• Task details: Give back the records in full, with every line exactly as it was.

===

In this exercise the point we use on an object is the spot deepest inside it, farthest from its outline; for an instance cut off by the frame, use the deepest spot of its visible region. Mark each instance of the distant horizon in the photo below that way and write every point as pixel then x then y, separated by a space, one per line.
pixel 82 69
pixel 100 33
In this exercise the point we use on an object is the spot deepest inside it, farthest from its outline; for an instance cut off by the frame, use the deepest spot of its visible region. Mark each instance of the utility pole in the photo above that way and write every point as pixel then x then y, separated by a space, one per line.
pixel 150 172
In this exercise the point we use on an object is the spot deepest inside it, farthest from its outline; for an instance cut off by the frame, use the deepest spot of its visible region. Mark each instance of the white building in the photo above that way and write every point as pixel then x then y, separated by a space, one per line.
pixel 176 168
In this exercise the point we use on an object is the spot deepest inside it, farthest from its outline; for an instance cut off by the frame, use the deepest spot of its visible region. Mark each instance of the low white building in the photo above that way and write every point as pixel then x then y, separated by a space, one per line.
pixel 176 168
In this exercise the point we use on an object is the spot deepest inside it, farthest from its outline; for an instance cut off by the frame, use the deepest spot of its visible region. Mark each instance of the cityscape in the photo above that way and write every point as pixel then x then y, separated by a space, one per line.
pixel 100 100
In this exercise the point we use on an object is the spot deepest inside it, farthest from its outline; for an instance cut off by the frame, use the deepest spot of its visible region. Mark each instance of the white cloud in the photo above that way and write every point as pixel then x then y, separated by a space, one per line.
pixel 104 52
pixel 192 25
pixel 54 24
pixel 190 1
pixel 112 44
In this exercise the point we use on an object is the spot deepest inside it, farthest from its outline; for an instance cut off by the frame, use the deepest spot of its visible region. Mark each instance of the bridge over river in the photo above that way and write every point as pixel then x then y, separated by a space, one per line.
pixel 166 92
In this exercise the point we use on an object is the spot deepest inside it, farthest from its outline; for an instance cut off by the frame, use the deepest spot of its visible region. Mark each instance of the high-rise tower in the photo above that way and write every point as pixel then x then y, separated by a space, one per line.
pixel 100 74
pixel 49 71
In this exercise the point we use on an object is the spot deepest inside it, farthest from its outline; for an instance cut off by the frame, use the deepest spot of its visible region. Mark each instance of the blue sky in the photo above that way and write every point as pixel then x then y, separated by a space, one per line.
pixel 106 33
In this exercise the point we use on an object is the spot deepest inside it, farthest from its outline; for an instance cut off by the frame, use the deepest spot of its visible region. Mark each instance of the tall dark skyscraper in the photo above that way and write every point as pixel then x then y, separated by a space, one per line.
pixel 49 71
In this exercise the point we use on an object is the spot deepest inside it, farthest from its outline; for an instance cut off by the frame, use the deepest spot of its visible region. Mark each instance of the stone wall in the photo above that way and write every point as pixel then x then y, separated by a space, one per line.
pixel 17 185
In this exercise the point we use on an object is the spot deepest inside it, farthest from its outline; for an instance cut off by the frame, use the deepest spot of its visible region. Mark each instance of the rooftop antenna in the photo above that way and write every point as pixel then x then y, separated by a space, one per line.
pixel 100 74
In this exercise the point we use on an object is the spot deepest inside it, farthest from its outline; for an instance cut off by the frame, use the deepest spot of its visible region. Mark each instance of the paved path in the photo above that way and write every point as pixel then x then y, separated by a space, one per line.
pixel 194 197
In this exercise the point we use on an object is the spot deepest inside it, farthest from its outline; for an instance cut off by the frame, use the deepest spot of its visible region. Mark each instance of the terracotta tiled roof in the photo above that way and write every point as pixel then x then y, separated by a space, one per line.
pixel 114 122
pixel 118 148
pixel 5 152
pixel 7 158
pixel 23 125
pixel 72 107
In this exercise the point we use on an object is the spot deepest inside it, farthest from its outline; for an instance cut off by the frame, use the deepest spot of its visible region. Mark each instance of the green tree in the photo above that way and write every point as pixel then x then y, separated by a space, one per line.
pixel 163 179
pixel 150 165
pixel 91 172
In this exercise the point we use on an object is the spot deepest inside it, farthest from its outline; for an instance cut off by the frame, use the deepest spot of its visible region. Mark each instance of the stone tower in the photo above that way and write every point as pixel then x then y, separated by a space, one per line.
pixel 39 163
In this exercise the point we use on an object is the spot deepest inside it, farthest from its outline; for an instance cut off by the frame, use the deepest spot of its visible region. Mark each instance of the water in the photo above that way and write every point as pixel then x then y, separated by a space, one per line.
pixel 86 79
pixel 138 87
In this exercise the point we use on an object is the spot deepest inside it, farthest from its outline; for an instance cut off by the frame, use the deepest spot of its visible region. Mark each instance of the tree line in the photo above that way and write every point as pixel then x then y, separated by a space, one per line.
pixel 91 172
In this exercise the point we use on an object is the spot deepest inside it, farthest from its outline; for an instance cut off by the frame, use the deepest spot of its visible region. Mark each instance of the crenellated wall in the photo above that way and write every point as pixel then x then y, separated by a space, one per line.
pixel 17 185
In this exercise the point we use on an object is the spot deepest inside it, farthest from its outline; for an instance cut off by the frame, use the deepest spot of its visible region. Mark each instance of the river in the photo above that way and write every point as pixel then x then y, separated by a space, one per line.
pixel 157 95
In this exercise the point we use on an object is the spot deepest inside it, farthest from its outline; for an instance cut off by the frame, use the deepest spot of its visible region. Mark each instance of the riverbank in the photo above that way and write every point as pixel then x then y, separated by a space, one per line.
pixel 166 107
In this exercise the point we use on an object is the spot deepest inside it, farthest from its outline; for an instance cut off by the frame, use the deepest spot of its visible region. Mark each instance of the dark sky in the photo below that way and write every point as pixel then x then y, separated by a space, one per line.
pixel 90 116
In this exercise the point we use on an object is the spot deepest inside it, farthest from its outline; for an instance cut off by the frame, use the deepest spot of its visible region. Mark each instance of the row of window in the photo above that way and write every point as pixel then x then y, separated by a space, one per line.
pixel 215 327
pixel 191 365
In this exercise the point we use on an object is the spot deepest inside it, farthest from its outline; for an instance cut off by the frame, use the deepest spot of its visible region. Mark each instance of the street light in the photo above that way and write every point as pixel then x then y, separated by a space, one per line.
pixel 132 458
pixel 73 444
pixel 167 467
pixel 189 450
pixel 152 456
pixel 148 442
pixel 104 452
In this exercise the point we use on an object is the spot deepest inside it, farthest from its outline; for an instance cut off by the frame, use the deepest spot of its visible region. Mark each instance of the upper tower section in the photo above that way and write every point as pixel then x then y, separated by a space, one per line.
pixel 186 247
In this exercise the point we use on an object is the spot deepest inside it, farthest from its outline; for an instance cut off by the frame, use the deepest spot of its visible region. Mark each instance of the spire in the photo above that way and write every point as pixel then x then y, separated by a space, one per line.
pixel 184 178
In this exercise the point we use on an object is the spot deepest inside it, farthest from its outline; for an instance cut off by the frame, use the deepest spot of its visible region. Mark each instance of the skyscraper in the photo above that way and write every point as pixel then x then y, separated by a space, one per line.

===

• Result of this task:
In this exercise the point we use on an object is the spot deepest inside it, farthest from its outline; for an instance cut off by the frame, use the deepest spot of its visible region. Mark each instance of the distant horizon in the photo below that way and write every point as pixel then x then y, separated by a space, one per line.
pixel 82 69
pixel 100 33
In this exercise the point we use on an object is the spot deepest inside it, farthest from its outline; for an instance cut off by the frame, use the deepest spot of its visible region. Mark each instance of the utility pole in the photo above that way and write every point as pixel then x then y, separated by a space, one per line.
pixel 150 172
In this exercise the point we use on an object is the spot deepest inside it, farthest from its outline; for an instance cut off by the frame, use the deepest spot of its visible region. Mark each instance of the white building in the photo above that way and write every point as pixel then x then y, separated by a space, one per line.
pixel 176 168
In this exercise the point we use on an object is the spot deepest inside it, farthest from its outline; for an instance cut off by the frame, use the deepest spot of its visible region. Mark each instance of the low white building in the photo above that way and write every point as pixel then x then y, separated by a space, one per line.
pixel 176 168
In this exercise the point we use on an object is the spot deepest inside it, farthest from its outline; for an instance cut off by the frame, use the deepest spot of its visible region. Mark each instance of the cityscape in the photo above that way and write every point as pixel then x then y, separated by a space, one per line.
pixel 100 100
In this exercise the point we use on an object is the spot deepest inside it, farthest from its outline; for an instance cut off by the frame, use the deepest spot of its visible region. Mark each instance of the white cloud in the photo above that way and write every point as pixel then x then y, separated by a space, one per line.
pixel 104 52
pixel 192 25
pixel 54 24
pixel 190 1
pixel 112 44
In this exercise the point we use on an object is the spot deepest inside it, farthest from its outline; for an instance cut off by the frame, use the deepest spot of its visible region. Mark each instance of the bridge over river in the photo above that way and write every point as pixel then x then y, separated by a space, one per line.
pixel 166 92
In this exercise the point we use on an object is the spot deepest inside it, farthest from its outline; for an instance cut off by the frame, use the deepest spot of its visible region. Mark each instance of the high-rise tower in the photo above that way and write every point as pixel then x then y, separated by a space, one per line.
pixel 100 74
pixel 49 71
In this exercise the point we use on an object is the spot deepest inside it, farthest from its outline; for an instance cut off by the frame, use the deepest spot of its visible region. Mark each instance of the blue sky in the photo above that way and write every point as pixel then x then y, separated by a space, one per line.
pixel 106 33
In this exercise the point we use on an object is the spot deepest inside it, farthest from its outline; for an instance cut off by the frame, use the deepest spot of its visible region. Mark each instance of the tall dark skyscraper in the photo above that way and write every point as pixel then x then y, separated by a space, one per line.
pixel 49 71
In this exercise the point we use on an object is the spot deepest inside it, farthest from its outline; for an instance cut off by the frame, use the deepest spot of its visible region. Mark each instance of the stone wall in the photo above that way and write every point as pixel then x then y, separated by a space, one per line.
pixel 17 185
In this exercise the point we use on an object is the spot deepest inside it, farthest from its outline; for an instance cut off by the frame, use the deepest spot of its visible region. Mark each instance of the rooftop antenna in the photo above that way and write every point as pixel then x then y, separated by a space, one per line.
pixel 100 74
In this exercise the point we use on an object is the spot deepest inside it, farthest from its outline; for an instance cut off by the frame, use the deepest spot of its visible region. Mark each instance of the paved path in the photo above that way and write every point as pixel then x then y, separated by a space, one per line.
pixel 194 197
In this exercise the point we use on an object is the spot deepest inside it, farthest from its outline; for an instance cut off by the frame, use the deepest spot of its visible region. Mark each instance of the terracotta tiled roof in the photo above that way and write every point as pixel then x then y, separated by a space, one per line.
pixel 114 122
pixel 118 148
pixel 5 152
pixel 7 158
pixel 23 125
pixel 72 107
In this exercise the point we use on an object is the spot deepest inside it, farthest from its outline; for an instance cut off by the frame, use the deepest spot of its visible region. Mark each instance of the green tree in the photo above that way and write every point as pixel then x then y, separated by a space, one per line.
pixel 163 179
pixel 150 165
pixel 91 172
In this exercise the point we use on an object is the spot deepest inside it, farthest from its outline; for an instance cut off by the frame, use the deepest spot of its visible region. Mark each instance of the stone tower in the photo above that way and write every point as pixel then x then y, separated by a space, one per line.
pixel 39 163
In this exercise the point we use on an object is the spot deepest inside it, farthest from its outline; for an instance cut off by the frame, use the deepest spot of its visible region. Mark each instance of the water in the photo above that way and write every point as pixel then x then y, separated by a space, one per line.
pixel 86 79
pixel 138 87
In this exercise the point we use on an object is the spot deepest inside it, farthest from its outline; for an instance cut off by the frame, use the deepest spot of its visible region. Mark each instance of the tree line in the photo above that way and write every point as pixel then x then y, separated by a space, one per line.
pixel 91 172
In this exercise the point we use on an object is the spot deepest inside it, farthest from its outline; for an instance cut off by the frame, use the deepest spot of its visible region. Mark each instance of the crenellated wall in the photo above that way and write every point as pixel then x then y, separated by a space, one per line.
pixel 17 185
In this exercise the point we use on an object is the spot deepest inside it, farthest from its outline; for an instance cut off by the frame, use the deepest spot of its visible region. Mark each instance of the river in the photo above that way and write every point as pixel then x then y, separated by a space, one per line.
pixel 157 95
In this exercise the point we use on an object is the spot deepest inside it, farthest from its outline; for an instance cut off by the frame, use the deepest spot of its visible region. Mark each instance of the riverbank in the photo above that way and write every point as pixel then x then y, separated by a space, one per line.
pixel 166 107
In this exercise the point we use on an object is the spot deepest inside it, farthest from its outline; for an instance cut off by the frame, use the deepest spot of its visible region. Mark each instance of the dark sky in the photo below that way and write every point as pixel then x then y, separated by a space, one per line.
pixel 90 116
In this exercise the point we use on an object is the spot deepest inside it, farthest from its outline; for an instance cut off by the frame, use the deepest spot of its visible region. Mark each instance of the row of window in the photo above that way and write every point as pixel then x then y, separated by a space, one per line.
pixel 215 327
pixel 191 365
In this exercise the point we use on an object is the spot deepest inside it, farthest from its outline; for an instance cut off by the frame, use the deepest spot of its visible region. Mark each instance of the street light in the photo above that way and write every point as pixel then x then y, separated by a space, one per line.
pixel 132 458
pixel 73 444
pixel 167 467
pixel 189 450
pixel 152 456
pixel 148 442
pixel 104 452
In this exercise the point we use on an object is the spot deepest inside it, farthest from its outline; for an instance cut off by the frame, use the deepest spot of its visible region. Mark each instance of the upper tower section in the photo above that way and write every point as pixel then x then y, separated by a space, one per line.
pixel 186 247
In this exercise the point we use on an object is the spot deepest inside it, farthest from its outline; for an instance cut off by the frame, use the deepest spot of its visible region. Mark each instance of the spire in the photo above that way and write every point as pixel then x then y, separated by a space, one per line.
pixel 184 178
In this exercise the point we use on an object is the spot deepest inside it, farthest from its outline; for an instance cut off by the frame, use the deepest spot of its visible region. Mark each instance of the skyscraper in the photo above that way and write every point as pixel then x then y, separated by a space, one per line.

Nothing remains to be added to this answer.